## start

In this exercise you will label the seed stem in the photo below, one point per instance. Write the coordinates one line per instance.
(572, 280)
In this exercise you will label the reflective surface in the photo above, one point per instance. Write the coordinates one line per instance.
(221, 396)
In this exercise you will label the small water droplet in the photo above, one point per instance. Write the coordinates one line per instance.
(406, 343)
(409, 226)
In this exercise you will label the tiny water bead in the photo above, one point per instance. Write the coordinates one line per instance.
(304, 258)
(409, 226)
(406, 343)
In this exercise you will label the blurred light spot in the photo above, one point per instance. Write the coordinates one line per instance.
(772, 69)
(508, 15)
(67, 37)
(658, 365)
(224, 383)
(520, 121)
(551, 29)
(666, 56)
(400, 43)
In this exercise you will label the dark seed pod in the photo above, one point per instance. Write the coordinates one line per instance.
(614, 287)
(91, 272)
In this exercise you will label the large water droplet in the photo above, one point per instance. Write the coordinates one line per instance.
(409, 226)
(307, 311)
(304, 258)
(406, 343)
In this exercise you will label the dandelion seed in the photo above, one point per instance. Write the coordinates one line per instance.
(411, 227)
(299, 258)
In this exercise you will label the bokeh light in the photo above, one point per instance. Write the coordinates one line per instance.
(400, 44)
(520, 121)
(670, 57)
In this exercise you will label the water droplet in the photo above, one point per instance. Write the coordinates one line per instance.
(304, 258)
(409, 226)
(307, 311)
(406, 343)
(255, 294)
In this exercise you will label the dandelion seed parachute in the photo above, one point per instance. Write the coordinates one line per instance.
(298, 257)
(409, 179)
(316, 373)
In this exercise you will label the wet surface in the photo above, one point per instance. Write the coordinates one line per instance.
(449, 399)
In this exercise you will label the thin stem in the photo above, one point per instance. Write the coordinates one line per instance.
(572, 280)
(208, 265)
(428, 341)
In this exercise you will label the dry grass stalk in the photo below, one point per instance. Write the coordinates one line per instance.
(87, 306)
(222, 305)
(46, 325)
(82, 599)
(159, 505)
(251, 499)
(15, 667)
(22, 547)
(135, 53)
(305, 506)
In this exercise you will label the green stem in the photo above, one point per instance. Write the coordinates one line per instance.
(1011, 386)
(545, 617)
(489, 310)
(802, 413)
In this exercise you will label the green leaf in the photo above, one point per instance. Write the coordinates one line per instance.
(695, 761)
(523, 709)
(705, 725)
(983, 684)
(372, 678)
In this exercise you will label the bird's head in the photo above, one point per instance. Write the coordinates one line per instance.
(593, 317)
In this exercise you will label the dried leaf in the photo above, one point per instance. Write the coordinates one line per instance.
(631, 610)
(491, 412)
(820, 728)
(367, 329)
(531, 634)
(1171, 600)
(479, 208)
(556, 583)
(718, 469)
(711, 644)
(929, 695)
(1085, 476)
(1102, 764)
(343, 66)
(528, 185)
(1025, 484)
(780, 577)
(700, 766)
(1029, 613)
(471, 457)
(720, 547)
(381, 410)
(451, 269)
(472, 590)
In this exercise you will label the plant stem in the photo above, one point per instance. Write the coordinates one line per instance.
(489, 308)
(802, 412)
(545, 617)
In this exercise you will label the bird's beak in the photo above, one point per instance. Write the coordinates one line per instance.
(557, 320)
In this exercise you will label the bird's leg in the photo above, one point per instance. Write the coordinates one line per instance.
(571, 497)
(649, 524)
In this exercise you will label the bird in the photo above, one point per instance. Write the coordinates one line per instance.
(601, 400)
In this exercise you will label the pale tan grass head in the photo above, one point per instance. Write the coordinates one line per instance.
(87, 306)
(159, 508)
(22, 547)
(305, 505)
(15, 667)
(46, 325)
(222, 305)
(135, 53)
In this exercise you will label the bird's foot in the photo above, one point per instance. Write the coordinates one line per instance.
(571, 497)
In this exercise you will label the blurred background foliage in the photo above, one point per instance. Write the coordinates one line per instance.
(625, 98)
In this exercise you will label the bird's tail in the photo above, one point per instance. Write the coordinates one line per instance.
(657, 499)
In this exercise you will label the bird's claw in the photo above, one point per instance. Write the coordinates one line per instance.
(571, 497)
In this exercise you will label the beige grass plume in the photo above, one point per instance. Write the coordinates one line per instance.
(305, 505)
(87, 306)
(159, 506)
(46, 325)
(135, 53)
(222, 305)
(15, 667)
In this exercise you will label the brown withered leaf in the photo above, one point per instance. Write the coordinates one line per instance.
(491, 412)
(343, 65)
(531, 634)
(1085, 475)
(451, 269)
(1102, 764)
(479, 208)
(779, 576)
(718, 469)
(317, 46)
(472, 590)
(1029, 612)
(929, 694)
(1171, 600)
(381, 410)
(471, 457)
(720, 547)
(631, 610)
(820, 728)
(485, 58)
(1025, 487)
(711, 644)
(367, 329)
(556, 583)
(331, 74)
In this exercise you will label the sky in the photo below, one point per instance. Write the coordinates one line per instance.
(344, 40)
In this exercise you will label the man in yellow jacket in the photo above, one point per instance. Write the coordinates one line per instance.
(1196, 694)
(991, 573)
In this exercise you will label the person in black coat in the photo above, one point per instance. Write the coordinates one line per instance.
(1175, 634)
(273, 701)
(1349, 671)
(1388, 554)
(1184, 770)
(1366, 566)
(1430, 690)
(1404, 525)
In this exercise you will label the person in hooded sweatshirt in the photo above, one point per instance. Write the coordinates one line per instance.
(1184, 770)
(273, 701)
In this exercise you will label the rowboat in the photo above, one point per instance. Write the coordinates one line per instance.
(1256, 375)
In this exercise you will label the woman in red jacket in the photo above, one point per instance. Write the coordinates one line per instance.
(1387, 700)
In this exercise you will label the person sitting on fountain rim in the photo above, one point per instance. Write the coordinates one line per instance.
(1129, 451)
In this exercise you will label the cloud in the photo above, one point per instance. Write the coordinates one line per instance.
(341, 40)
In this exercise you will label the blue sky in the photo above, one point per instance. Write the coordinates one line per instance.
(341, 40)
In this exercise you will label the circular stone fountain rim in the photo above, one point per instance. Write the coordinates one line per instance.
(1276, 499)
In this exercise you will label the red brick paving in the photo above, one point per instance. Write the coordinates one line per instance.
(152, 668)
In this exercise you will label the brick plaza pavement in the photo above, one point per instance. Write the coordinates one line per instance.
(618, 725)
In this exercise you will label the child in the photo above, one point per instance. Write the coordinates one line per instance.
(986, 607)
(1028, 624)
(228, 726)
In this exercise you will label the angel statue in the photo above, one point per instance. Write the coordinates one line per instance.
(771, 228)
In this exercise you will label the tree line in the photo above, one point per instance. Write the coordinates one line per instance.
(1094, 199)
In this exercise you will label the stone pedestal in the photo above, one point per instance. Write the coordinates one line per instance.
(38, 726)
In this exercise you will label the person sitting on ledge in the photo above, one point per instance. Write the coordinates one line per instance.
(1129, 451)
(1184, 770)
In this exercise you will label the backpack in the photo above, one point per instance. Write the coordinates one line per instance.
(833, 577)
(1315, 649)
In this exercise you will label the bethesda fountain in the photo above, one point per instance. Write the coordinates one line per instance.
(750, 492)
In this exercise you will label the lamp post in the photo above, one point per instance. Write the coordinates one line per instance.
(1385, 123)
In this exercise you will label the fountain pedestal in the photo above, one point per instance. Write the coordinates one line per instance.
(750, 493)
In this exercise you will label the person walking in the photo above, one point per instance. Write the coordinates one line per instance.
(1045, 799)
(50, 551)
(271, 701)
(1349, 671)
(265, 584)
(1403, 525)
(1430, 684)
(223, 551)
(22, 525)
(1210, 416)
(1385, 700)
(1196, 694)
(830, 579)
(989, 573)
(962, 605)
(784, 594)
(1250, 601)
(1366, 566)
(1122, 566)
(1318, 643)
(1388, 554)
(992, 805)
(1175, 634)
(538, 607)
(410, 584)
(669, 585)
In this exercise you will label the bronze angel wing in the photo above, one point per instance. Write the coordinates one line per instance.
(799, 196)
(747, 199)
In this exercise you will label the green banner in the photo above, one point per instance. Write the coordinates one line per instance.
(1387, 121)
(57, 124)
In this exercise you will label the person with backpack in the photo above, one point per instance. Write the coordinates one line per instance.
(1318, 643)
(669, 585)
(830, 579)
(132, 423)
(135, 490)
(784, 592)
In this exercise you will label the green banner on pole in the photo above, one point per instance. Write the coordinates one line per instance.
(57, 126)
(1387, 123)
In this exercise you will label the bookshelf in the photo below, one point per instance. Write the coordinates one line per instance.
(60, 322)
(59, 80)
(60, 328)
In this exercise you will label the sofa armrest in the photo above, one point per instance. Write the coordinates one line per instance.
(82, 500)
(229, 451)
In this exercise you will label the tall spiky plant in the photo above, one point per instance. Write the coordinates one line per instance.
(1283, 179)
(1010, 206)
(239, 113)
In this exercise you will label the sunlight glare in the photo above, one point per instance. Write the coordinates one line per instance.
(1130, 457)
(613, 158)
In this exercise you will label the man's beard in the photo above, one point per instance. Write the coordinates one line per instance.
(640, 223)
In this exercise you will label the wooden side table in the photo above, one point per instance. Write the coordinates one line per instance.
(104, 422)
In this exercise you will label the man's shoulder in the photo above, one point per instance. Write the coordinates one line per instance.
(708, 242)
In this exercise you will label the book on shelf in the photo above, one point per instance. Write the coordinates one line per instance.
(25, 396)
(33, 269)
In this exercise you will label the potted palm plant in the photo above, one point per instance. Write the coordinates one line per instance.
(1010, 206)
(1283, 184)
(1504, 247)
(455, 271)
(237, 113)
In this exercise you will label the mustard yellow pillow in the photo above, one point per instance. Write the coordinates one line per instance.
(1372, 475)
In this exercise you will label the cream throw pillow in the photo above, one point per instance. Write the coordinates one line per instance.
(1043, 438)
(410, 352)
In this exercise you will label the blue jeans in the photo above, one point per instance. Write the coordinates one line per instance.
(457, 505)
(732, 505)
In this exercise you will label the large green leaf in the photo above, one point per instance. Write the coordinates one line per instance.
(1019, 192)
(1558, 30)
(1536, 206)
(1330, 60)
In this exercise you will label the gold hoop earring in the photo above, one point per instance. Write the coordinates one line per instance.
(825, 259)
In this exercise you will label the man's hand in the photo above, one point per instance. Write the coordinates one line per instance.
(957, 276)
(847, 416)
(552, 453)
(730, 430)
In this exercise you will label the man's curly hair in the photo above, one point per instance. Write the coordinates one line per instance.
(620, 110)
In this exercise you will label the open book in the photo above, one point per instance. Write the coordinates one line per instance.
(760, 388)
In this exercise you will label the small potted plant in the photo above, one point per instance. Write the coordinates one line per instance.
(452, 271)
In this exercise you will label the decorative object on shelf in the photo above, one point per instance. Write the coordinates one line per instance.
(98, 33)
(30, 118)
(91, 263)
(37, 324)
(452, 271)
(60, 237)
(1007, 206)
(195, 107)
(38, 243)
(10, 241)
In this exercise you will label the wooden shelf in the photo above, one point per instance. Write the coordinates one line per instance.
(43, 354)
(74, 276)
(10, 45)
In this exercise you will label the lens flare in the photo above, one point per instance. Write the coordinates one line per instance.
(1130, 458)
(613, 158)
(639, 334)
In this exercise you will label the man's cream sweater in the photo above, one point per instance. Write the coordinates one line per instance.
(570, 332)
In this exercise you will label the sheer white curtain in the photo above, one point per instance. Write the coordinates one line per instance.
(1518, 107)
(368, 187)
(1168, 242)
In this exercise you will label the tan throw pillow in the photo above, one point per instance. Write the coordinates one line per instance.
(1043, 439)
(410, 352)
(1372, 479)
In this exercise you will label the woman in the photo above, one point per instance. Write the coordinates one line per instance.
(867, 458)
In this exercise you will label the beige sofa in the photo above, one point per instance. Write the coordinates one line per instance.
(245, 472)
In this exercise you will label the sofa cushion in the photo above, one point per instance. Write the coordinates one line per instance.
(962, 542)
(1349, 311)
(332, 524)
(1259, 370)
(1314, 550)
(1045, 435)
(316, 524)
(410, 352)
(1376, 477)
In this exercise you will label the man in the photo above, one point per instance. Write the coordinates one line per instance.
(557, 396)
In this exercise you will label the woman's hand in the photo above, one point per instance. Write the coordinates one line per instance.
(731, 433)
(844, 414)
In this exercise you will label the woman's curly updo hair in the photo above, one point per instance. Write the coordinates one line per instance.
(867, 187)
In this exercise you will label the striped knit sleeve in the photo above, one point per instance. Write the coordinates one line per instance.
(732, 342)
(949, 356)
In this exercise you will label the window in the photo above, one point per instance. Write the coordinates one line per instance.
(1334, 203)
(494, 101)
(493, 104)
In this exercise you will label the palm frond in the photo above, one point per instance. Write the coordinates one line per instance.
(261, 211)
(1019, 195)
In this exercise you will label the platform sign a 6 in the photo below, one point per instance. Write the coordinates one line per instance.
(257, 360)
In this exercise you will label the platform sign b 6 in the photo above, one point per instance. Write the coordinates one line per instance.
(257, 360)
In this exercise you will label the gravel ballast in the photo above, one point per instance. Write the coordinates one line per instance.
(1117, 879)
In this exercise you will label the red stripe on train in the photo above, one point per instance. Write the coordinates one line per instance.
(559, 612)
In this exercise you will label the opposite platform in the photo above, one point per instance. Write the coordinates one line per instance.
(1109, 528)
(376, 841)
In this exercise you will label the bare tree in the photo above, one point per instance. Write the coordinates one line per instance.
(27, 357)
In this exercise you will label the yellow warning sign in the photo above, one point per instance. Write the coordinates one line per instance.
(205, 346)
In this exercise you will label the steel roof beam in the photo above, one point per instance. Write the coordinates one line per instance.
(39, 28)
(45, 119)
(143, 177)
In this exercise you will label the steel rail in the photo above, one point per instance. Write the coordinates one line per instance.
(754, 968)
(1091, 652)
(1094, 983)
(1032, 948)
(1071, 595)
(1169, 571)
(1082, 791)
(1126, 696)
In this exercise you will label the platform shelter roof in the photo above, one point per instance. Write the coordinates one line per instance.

## end

§ **What is needed**: Starting at the line that contains "In this exercise you will label the red stripe", copy each line exactly through the end of the listing above. Include that first line and the last one, and add nothing.

§ **Problem solution**:
In this exercise you will label the red stripe on train in the photo above, one point per instance. Write the coordinates one line per instance.
(559, 612)
In this exercise you will label the opposite platform in the photo above, one point per instance. Write the coordinates one line per instance.
(1109, 528)
(376, 841)
In this exercise you will label the bare tree in the photo above, one point per instance. Write the coordinates one line per instance.
(27, 357)
In this exercise you will label the yellow warning sign in the photo above, one point per instance. Write the coordinates one line per instance.
(205, 346)
In this exercise you will label the steel roof beam in the photo above, one point per instance. Write the coordinates one line per instance.
(39, 28)
(45, 119)
(143, 177)
In this exercise you will label the steel rail in the photo above, one point per instance. Write the coordinates one line per instance.
(754, 968)
(1091, 652)
(1094, 983)
(1032, 948)
(1071, 595)
(1169, 571)
(1082, 791)
(1126, 696)
In this exercise you will label the platform shelter roof in the photo above, one point per instance. Write the coordinates one line per instance.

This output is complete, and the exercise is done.